About this task:
Your response should consist of the lines below, printed exactly.

Data:
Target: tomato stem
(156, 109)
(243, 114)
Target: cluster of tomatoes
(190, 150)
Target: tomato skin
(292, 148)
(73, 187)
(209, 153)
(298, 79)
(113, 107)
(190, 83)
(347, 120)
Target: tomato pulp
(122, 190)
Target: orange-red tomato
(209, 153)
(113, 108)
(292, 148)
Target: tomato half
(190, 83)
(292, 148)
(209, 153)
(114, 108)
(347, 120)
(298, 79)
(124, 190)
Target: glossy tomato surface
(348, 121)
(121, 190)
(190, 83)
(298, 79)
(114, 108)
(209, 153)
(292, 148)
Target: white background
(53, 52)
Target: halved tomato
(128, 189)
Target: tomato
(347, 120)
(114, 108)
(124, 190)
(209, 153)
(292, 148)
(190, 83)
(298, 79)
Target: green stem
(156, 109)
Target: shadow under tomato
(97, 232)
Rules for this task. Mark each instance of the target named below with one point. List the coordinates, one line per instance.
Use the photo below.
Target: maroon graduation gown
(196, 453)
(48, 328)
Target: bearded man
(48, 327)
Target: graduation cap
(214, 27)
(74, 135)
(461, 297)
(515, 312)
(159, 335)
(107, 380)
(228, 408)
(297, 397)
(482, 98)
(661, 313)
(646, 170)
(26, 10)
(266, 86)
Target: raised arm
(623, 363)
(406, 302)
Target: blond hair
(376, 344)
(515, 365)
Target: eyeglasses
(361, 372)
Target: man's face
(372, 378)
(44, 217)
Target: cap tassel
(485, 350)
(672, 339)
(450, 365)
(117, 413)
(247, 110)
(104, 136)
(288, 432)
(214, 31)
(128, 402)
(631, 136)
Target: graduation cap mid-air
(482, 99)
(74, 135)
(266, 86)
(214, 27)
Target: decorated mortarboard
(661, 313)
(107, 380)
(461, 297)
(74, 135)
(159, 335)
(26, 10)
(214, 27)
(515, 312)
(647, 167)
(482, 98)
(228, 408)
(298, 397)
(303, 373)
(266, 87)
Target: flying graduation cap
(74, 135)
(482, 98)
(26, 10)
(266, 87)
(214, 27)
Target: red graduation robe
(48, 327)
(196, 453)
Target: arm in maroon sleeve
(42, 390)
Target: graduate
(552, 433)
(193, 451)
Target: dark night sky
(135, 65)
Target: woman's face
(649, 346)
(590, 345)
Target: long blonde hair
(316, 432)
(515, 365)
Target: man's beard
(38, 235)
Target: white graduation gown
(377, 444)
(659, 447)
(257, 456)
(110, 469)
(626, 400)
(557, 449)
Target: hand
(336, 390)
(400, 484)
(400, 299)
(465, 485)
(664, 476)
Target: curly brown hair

Answer to this task:
Target: tomato stem
(156, 109)
(243, 114)
Target: cluster of tomatoes
(190, 150)
Target: tomato skin
(292, 148)
(73, 187)
(209, 153)
(298, 79)
(113, 107)
(190, 83)
(347, 120)
Target: tomato pulp
(122, 190)
Target: orange-red tomato
(209, 153)
(113, 108)
(292, 148)
Target: tomato half
(190, 83)
(292, 148)
(209, 153)
(114, 108)
(347, 120)
(298, 79)
(124, 190)
Target: glossy tomato surface
(348, 121)
(121, 190)
(190, 83)
(298, 79)
(114, 108)
(209, 153)
(292, 148)
Target: white background
(53, 52)
Target: halved tomato
(128, 189)
Target: tomato
(347, 120)
(114, 108)
(124, 190)
(209, 153)
(292, 148)
(190, 83)
(298, 79)
Target: green stem
(156, 109)
Target: shadow under tomato
(97, 232)
Rules for this task. Mark each instance of the target named below with one point. List the coordinates, one line per instance.
Use the photo below.
Target: maroon graduation gown
(196, 453)
(48, 328)
Target: bearded man
(48, 327)
Target: graduation cap
(214, 27)
(74, 135)
(461, 297)
(515, 312)
(159, 335)
(107, 380)
(228, 408)
(297, 397)
(482, 98)
(661, 313)
(646, 170)
(26, 10)
(266, 86)
Target: raised arm
(623, 363)
(406, 302)
Target: blond hair
(376, 344)
(515, 365)
Target: eyeglasses
(361, 372)
Target: man's face
(372, 378)
(44, 217)
Target: cap tassel
(485, 350)
(672, 339)
(450, 365)
(117, 413)
(247, 110)
(104, 136)
(288, 432)
(214, 31)
(128, 402)
(631, 136)
Target: graduation cap mid-air
(482, 99)
(74, 135)
(266, 86)
(214, 27)
Target: decorated mortarboard
(661, 313)
(107, 380)
(461, 297)
(74, 135)
(159, 335)
(26, 10)
(214, 27)
(515, 312)
(647, 167)
(482, 98)
(228, 408)
(298, 397)
(303, 373)
(266, 87)
Target: flying graduation cap
(74, 135)
(482, 98)
(26, 10)
(266, 87)
(214, 27)
Target: red graduation robe
(48, 327)
(196, 453)
Target: arm in maroon sleeve
(42, 390)
Target: graduate
(552, 433)
(193, 451)
Target: dark night sky
(135, 65)
Target: woman's face
(649, 346)
(590, 345)
Target: long blonde hair
(316, 432)
(515, 365)
Target: man's beard
(38, 235)
Target: white graduation gown
(377, 444)
(659, 447)
(257, 456)
(110, 469)
(626, 400)
(557, 449)
Target: hand
(336, 390)
(400, 484)
(400, 299)
(465, 485)
(664, 476)
Target: curly brown hair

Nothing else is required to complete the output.